**DATA FOR ANALYSIS:**
------------------------------------
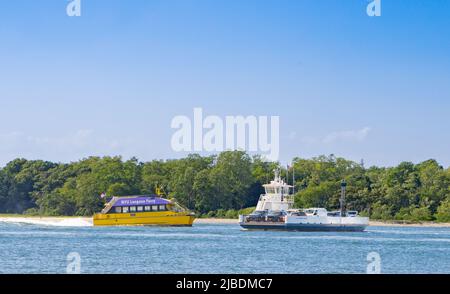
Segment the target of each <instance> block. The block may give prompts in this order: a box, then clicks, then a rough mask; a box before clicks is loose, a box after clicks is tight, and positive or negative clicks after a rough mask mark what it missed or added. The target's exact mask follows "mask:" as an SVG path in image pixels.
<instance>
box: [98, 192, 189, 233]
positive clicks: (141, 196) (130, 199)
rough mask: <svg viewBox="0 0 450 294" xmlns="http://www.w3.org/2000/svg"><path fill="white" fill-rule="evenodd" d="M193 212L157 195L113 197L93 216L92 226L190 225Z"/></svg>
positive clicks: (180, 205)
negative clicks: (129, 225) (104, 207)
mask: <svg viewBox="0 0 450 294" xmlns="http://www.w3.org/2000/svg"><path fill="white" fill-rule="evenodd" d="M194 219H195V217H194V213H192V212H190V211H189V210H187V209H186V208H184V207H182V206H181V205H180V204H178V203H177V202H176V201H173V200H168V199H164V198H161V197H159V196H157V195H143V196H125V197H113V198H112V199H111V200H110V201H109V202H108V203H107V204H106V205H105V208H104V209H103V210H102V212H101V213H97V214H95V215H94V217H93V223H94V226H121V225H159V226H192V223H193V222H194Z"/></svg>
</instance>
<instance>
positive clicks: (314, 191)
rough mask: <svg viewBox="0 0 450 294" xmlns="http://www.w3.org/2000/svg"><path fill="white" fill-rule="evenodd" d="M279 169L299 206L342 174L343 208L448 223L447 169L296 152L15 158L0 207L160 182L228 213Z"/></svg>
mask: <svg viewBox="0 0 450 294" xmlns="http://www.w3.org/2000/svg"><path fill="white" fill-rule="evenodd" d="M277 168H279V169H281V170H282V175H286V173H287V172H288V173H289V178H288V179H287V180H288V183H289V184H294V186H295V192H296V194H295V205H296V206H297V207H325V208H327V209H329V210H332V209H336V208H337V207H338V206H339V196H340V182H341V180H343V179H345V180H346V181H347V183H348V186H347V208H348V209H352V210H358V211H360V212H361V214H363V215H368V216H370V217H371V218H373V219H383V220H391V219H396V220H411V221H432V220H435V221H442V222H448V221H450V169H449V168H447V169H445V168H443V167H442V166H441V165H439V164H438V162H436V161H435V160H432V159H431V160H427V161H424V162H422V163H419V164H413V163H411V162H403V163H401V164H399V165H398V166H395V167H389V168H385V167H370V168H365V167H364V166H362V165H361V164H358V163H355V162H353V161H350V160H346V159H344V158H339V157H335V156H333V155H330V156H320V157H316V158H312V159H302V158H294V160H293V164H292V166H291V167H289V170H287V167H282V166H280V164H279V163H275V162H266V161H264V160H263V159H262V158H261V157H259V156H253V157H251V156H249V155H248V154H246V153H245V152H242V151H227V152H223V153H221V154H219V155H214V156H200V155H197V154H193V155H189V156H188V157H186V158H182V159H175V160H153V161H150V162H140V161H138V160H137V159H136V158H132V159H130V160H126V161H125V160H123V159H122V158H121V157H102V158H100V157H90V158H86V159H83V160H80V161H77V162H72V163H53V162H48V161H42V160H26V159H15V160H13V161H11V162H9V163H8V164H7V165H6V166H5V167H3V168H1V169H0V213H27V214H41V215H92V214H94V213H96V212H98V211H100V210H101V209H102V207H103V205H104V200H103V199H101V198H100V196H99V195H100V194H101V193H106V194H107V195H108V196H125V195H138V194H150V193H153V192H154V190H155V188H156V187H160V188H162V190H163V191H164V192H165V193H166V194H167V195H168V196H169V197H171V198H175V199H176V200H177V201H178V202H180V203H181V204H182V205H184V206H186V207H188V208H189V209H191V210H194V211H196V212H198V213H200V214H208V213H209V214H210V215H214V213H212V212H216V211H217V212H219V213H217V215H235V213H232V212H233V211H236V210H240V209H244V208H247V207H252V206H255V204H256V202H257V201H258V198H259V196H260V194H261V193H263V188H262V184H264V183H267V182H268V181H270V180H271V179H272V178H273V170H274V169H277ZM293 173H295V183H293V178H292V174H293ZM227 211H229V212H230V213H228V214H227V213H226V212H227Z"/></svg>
------------------------------------
Copy all of the rows above word for word and character for character, leaving out the pictures.

**SOLUTION BELOW:**
Segment the target of each <instance> block. The block may give prompts in this order: a box, then clicks, then a rough mask; a box before clicks is loose, a box after clicks is tight, and positive or negative clicks after a rough mask mark what it missed or added. The target's exact mask follows "mask:" as an SVG path in image pixels.
<instance>
box: [98, 192, 189, 233]
positive clicks: (141, 196) (130, 199)
rough mask: <svg viewBox="0 0 450 294" xmlns="http://www.w3.org/2000/svg"><path fill="white" fill-rule="evenodd" d="M193 212L157 195L113 197L93 216L92 226L190 225Z"/></svg>
positive clicks: (180, 205)
negative clicks: (129, 225) (104, 207)
mask: <svg viewBox="0 0 450 294" xmlns="http://www.w3.org/2000/svg"><path fill="white" fill-rule="evenodd" d="M194 219H195V217H194V213H192V212H190V211H189V210H187V209H186V208H184V207H182V206H181V205H180V204H178V203H177V202H176V201H173V200H168V199H164V198H161V197H159V196H157V195H143V196H125V197H113V198H112V199H111V200H110V201H109V202H108V203H107V204H106V205H105V208H104V209H103V210H102V212H101V213H97V214H95V215H94V217H93V223H94V226H121V225H159V226H192V223H193V222H194Z"/></svg>
</instance>
<instance>
positive clicks: (314, 191)
rough mask: <svg viewBox="0 0 450 294" xmlns="http://www.w3.org/2000/svg"><path fill="white" fill-rule="evenodd" d="M279 169L299 206L342 174L343 208L448 223L447 169L296 152L15 158L0 207L160 182L228 213Z"/></svg>
mask: <svg viewBox="0 0 450 294" xmlns="http://www.w3.org/2000/svg"><path fill="white" fill-rule="evenodd" d="M277 168H279V169H281V170H282V175H286V173H287V172H288V173H289V178H288V179H287V180H288V183H289V184H294V186H295V192H296V194H295V205H296V206H297V207H325V208H327V209H329V210H332V209H336V208H337V207H338V206H339V196H340V182H341V180H343V179H345V180H346V181H347V183H348V186H347V208H348V209H352V210H358V211H360V212H361V214H363V215H368V216H370V217H371V218H373V219H383V220H391V219H396V220H411V221H432V220H435V221H442V222H448V221H450V169H449V168H447V169H445V168H443V167H442V166H441V165H439V164H438V162H436V161H435V160H432V159H431V160H427V161H424V162H422V163H419V164H413V163H411V162H403V163H401V164H399V165H398V166H395V167H389V168H385V167H370V168H365V167H364V166H362V165H361V164H358V163H355V162H353V161H350V160H346V159H344V158H339V157H335V156H333V155H330V156H320V157H316V158H312V159H302V158H294V160H293V164H292V166H291V167H289V170H287V167H282V166H280V164H279V163H275V162H266V161H264V160H263V159H262V158H261V157H259V156H253V157H251V156H249V155H248V154H246V153H245V152H242V151H227V152H223V153H221V154H219V155H214V156H200V155H197V154H193V155H189V156H188V157H186V158H182V159H175V160H153V161H150V162H140V161H138V160H137V159H136V158H132V159H130V160H126V161H125V160H123V159H122V158H121V157H102V158H100V157H90V158H86V159H83V160H80V161H77V162H72V163H53V162H48V161H42V160H26V159H15V160H13V161H11V162H9V163H8V164H7V165H6V166H5V167H3V168H1V169H0V213H27V214H41V215H92V214H94V213H96V212H98V211H100V210H101V209H102V207H103V205H104V200H103V199H101V198H100V196H99V195H100V194H101V193H106V194H107V195H108V196H125V195H138V194H150V193H153V192H154V190H155V188H156V187H160V188H162V190H163V191H164V192H165V193H166V194H167V195H168V196H169V197H171V198H175V199H176V200H177V201H178V202H180V203H181V204H182V205H184V206H186V207H188V208H189V209H191V210H194V211H196V212H198V213H200V214H208V213H209V214H210V215H214V213H212V212H216V211H217V212H219V213H217V215H235V213H232V212H233V211H236V210H240V209H244V208H247V207H252V206H255V204H256V202H257V201H258V198H259V196H260V194H261V193H263V188H262V184H264V183H267V182H268V181H270V180H271V179H272V178H273V170H274V169H277ZM293 173H295V183H293V178H292V174H293ZM227 211H229V212H230V213H228V214H227V213H226V212H227Z"/></svg>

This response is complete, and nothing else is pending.